# Lake Jackson Florala



## jstblsd

Has anyone fished Lake Jackson in Florala lately? Any good reports? Thinking about going this weekend.


----------



## tips n tails

Havnt fished it in awhile, you still planning on getting over to talquin this year?


----------



## jstblsd

tips n tails said:


> Havnt fished it in awhile, you still planning on getting over to talquin this year?


Oh yeah! I'm trying to plan something next month. I wanted to go this month for the crappie but this crazy work schedule. I hope it won't be too late.


----------



## tips n tails

You taking the family? Ive been trying to get over that way as well, I'd love to catch some crappie


----------



## jstblsd

I just looked at my tournament schedule I might have to push it to May, I have two tournaments that month. If anything change where I won't go to one of the tournaments and we decide to go you are more than welcome to join. Its just gonna be me, a guy and his little boy. We plan on doing an overnight stay.


----------



## SLICK75

May let you know tomorrow, thinking about taking the boys up there in the morning.
I got mixed emotions, Im afraid its going to be full of ski-boats and waver runners but its close to home. Anybody know when AL does their Spring Break?

Thats actually why I popped in tonight. Trying to come up with somewhere else to go, any ideas between Choctawhatchee and Blackwater?


----------



## tips n tails

SLICK75 said:


> May let you know tomorrow, thinking about taking the boys up there in the morning.
> I got mixed emotions, Im afraid its going to be full of ski-boats and waver runners but its close to home. Anybody know when AL does their Spring Break?
> 
> Thats actually why I popped in tonight. Trying to come up with somewhere else to go, any ideas between Choctawhatchee and Blackwater?


I would head to yellow river over Blackwater a lot less boat traffic I prefer YR over BW always do better whether it be bass or bream


----------



## SLICK75

tips n tails said:


> I would head to yellow river over Blackwater a lot less boat traffic I prefer YR over BW always do better whether it be bass or bream


Its funny you mention that, me and my oldest was just going over where he wanted to go and hes put in for Blackwater. Actually, his words were "Anywhere but Jackson."

Its looking like we are heading for Milton and putting in on 90 then heading south. Ive lived here all my life and I I have only been on BW once, a couple years ago, so its a nice change of scenery.

All this has brought up some dumb questions... Ive always wanted to hit the area around the interstate so we are heading that way so....

1. Is there any boat ramps besides Baghdad? We drove down there for a look-see the last time we were on BW and I wasnt crazy about the ramp area- what little bit there was. I looked on Google Earth and couldnt find anything that jumped out as a public boat ramp.
2. Where does BW River end and BW Bay start? Is there a certain point that I have to stay above to fish on a freshwater license? I dont generally do saltwater and I dont even know whether or not I need a saltwater license for fishing the bays.

We went up from Milton the last time we went but I just couldnt get in the groove that day, wound up spending the day riding more than fishing.


----------



## screwballl

The rivers are usually decent. Otherwise there is always Hurricane Lake in north Okaloosa Cty.


----------



## FishWalton

If it's not too far you guys might consider coming over to DeFuniak and try Juniper Lake. A friend hit the shellcrackers on bed a couple pof weeks ago and moped up. they are off the bed now. Bass fishing should be good but I don't have any reports and I'm just starting to fish the lake myself. It's in my back yard but for whatever reason never paid much attention to it as I prefer the river.

▶ _Record extracts_
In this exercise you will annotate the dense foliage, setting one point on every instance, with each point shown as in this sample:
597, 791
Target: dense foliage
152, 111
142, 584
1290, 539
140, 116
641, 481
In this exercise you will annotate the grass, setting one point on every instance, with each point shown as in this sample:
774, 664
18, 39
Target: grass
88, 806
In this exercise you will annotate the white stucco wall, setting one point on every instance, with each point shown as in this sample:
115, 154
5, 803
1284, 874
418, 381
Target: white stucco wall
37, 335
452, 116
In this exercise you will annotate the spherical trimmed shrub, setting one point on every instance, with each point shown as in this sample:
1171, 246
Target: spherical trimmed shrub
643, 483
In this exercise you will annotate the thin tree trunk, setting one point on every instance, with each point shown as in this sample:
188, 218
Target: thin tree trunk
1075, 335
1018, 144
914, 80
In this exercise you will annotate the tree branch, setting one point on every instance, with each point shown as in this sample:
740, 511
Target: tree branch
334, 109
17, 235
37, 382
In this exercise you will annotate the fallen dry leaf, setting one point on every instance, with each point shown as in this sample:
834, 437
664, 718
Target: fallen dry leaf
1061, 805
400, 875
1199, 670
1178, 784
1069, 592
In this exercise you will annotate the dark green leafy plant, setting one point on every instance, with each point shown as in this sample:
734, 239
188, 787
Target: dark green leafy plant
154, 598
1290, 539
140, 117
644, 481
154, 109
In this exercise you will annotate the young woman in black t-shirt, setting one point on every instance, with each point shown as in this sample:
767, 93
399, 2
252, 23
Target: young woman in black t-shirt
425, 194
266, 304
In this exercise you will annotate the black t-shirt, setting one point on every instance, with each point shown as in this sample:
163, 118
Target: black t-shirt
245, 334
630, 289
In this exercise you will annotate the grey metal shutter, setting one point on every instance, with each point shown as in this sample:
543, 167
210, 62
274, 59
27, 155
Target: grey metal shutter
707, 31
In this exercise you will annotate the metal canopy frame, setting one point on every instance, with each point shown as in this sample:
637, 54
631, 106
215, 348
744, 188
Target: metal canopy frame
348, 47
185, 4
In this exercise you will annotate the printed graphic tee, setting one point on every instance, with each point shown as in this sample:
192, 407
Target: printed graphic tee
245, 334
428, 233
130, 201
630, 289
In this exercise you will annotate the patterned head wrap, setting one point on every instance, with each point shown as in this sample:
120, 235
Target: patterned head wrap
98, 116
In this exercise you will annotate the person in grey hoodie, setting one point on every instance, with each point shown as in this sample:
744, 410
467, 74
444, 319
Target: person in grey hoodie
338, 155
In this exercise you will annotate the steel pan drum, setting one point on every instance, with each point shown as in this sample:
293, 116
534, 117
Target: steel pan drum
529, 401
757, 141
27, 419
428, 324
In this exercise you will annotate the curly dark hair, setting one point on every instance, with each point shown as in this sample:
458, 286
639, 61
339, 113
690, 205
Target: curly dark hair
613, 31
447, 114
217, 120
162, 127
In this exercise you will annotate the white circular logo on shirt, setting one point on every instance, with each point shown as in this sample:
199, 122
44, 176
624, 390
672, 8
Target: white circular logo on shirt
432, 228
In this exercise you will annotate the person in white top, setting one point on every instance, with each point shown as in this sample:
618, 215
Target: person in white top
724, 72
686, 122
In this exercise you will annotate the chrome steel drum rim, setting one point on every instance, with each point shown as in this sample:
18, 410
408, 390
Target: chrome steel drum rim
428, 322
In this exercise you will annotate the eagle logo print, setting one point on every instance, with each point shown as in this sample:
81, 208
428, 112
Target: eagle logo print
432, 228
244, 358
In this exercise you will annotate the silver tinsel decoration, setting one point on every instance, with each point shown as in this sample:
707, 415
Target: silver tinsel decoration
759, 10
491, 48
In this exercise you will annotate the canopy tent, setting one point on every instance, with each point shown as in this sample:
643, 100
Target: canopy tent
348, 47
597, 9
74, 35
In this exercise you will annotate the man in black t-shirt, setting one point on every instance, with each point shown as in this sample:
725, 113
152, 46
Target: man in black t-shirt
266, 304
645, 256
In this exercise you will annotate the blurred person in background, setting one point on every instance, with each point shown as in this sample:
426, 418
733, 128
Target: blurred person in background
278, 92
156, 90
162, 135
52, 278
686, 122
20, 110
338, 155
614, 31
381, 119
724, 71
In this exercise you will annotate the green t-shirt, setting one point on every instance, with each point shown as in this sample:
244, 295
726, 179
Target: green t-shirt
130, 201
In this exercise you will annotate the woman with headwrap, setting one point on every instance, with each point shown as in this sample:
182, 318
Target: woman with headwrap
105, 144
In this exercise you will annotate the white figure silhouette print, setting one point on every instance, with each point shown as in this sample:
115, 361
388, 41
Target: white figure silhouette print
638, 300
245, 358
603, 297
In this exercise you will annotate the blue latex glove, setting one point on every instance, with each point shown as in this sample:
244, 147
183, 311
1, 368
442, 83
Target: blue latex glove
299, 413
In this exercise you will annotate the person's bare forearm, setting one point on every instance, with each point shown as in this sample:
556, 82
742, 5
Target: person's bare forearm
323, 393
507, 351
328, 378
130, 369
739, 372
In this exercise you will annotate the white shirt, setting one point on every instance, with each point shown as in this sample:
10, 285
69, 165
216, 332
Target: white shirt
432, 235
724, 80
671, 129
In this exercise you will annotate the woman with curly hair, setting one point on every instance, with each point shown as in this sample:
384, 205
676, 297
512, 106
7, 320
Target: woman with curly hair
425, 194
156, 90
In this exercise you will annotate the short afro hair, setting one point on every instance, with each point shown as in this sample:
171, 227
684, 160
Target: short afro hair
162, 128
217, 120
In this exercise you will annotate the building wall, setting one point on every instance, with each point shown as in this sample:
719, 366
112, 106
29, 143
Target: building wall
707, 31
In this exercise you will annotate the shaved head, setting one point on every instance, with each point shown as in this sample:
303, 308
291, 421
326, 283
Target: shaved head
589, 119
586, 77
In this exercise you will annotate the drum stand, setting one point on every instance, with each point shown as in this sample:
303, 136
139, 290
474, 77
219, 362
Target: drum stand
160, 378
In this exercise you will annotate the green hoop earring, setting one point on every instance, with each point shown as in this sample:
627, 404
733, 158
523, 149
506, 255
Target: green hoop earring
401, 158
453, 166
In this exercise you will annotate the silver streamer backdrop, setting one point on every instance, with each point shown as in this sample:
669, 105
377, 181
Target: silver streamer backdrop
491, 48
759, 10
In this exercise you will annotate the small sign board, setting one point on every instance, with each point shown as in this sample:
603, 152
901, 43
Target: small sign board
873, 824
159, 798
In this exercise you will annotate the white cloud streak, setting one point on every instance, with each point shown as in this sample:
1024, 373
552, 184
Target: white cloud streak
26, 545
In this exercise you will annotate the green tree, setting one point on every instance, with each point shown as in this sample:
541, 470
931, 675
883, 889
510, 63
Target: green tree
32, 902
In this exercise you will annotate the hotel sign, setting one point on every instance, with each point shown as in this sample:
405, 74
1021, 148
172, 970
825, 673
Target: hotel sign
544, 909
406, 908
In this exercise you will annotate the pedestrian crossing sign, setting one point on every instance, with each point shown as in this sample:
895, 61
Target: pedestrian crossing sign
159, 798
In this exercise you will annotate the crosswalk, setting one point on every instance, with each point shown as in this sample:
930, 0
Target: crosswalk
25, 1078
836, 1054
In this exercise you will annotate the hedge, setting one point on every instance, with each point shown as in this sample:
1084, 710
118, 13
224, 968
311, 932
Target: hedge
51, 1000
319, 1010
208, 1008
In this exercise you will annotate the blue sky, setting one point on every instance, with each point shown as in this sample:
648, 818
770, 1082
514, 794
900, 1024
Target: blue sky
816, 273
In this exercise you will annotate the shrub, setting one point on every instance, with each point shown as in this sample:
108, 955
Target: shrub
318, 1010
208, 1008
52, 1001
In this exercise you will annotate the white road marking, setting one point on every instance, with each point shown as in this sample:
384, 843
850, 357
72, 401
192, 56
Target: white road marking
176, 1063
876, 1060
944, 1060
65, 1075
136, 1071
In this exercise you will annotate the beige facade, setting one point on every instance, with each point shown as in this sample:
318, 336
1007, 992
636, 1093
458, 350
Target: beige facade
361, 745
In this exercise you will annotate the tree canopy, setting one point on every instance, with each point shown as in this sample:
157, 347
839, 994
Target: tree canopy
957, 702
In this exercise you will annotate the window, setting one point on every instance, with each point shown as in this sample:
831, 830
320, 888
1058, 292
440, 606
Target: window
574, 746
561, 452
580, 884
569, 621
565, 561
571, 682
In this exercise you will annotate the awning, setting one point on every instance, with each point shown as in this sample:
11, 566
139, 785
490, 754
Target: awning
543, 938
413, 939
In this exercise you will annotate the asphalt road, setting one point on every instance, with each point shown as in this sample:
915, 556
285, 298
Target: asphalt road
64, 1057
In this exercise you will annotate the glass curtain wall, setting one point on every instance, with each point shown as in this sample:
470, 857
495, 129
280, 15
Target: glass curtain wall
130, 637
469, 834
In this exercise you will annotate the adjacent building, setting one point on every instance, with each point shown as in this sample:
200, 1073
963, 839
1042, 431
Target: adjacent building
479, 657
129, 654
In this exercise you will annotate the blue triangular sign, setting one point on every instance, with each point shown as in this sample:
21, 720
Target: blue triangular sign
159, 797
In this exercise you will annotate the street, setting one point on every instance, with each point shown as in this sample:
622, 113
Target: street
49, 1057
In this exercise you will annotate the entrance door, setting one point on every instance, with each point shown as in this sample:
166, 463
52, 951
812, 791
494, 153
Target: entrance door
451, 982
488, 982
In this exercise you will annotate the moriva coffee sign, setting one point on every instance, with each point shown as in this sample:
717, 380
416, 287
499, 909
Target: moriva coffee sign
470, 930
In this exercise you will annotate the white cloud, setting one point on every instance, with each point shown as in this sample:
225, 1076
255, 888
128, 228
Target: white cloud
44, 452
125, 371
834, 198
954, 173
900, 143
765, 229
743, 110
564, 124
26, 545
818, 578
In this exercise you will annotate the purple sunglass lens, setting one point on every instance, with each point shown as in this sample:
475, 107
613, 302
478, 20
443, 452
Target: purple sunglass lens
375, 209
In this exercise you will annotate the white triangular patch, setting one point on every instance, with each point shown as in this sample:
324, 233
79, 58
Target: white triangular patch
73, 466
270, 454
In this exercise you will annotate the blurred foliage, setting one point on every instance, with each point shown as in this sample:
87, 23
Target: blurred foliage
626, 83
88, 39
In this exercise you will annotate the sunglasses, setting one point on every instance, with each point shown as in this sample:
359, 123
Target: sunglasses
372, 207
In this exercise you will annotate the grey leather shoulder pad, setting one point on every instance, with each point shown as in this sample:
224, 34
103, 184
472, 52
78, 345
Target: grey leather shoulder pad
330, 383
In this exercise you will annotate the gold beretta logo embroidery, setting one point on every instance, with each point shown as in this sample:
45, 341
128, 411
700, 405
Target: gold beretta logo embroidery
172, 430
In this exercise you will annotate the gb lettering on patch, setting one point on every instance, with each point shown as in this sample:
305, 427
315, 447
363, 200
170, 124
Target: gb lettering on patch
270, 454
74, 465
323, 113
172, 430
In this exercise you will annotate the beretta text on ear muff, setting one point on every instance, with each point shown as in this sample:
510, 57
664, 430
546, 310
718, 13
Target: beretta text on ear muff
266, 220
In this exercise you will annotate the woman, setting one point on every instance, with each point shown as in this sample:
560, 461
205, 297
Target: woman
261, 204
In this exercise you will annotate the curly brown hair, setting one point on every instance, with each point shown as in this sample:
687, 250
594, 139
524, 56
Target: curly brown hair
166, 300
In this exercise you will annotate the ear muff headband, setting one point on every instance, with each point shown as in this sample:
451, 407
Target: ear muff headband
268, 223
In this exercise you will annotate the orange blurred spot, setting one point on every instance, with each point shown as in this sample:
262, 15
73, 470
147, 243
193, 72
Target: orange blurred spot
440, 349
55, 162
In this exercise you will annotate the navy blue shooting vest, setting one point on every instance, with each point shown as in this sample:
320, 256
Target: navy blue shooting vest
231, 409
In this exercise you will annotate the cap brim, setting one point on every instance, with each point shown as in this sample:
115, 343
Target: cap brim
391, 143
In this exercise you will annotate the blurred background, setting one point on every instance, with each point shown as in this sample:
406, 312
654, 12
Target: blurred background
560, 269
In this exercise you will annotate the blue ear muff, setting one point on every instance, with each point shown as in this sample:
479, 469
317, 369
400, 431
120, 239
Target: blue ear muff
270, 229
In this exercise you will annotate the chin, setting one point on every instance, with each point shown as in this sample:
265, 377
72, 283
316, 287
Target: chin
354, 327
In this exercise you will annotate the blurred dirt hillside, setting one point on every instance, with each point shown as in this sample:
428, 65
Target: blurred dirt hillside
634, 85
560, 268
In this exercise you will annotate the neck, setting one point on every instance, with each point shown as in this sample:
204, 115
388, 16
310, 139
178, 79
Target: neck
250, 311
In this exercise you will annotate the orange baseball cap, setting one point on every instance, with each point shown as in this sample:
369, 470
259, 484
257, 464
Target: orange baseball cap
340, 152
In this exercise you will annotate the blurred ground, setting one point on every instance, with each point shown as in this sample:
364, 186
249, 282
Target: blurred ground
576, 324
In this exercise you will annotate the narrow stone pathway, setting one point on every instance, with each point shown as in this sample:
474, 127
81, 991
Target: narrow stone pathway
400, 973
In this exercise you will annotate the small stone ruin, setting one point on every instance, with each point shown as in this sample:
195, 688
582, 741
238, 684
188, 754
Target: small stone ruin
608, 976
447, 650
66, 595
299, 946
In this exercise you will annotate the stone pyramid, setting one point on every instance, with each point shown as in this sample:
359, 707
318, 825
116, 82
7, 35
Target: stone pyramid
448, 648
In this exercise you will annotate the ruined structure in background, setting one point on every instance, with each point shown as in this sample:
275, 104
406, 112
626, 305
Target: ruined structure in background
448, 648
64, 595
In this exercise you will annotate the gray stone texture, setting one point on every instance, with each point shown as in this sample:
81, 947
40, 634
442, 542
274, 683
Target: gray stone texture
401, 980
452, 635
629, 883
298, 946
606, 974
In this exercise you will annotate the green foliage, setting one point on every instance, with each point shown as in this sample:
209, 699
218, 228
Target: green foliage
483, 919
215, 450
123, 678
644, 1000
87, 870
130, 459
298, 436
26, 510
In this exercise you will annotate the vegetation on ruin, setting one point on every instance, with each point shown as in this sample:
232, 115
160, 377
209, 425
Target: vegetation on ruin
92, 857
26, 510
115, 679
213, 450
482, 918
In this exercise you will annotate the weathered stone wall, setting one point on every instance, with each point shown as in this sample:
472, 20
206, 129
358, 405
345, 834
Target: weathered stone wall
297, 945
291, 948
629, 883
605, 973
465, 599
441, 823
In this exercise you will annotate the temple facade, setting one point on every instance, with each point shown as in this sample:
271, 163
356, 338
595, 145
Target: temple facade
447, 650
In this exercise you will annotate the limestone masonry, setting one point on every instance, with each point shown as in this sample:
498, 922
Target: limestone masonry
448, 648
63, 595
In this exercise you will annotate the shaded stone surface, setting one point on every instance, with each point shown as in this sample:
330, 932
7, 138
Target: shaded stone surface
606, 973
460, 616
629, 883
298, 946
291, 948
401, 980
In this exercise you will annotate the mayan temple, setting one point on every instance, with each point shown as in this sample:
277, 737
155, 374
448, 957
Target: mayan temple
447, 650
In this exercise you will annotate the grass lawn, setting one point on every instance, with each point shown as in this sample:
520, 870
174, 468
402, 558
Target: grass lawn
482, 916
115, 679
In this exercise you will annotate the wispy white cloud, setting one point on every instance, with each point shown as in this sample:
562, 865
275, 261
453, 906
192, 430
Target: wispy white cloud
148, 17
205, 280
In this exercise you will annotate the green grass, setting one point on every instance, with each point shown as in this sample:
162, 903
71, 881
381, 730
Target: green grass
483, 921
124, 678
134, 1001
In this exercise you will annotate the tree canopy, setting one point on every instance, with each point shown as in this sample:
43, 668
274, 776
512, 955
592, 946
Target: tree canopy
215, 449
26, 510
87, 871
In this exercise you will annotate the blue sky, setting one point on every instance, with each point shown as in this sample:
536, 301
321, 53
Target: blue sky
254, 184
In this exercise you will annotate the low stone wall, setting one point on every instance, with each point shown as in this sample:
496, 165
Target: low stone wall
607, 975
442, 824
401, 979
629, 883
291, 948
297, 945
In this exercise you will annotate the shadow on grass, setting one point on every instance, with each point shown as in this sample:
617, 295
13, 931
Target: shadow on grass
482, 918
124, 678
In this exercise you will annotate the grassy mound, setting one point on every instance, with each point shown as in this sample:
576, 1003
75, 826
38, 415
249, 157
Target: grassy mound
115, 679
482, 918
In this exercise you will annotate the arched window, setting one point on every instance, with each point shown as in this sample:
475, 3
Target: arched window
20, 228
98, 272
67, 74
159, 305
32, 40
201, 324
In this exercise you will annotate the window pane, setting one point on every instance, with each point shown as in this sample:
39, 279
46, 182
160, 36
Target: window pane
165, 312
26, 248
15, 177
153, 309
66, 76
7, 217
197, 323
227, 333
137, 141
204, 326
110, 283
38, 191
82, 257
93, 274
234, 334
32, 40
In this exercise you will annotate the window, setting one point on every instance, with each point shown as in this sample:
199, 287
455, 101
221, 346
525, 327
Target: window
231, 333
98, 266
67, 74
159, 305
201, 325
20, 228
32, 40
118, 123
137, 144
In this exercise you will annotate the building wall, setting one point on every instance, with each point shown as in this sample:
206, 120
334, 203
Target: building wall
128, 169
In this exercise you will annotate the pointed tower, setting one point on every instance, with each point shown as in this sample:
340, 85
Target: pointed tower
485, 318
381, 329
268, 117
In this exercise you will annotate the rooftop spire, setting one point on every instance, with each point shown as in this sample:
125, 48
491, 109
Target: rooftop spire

▶ _Set exercise A_
In the Lake Jackson thread, which river does tips n tails recommend over Blackwater?
▶ _Set exercise B_
Transcribe the Lake Jackson thread between "## FishWalton" and "prefer the river.", inclusive.

▶ _Exercise solution A_
Yellow River, because it has a lot less boat traffic.

▶ _Exercise solution B_
## FishWalton

If it's not too far you guys might consider coming over to DeFuniak and try Juniper Lake. A friend hit the shellcrackers on bed a couple pof weeks ago and moped up. they are off the bed now. Bass fishing should be good but I don't have any reports and I'm just starting to fish the lake myself. It's in my back yard but for whatever reason never paid much attention to it as I prefer the river.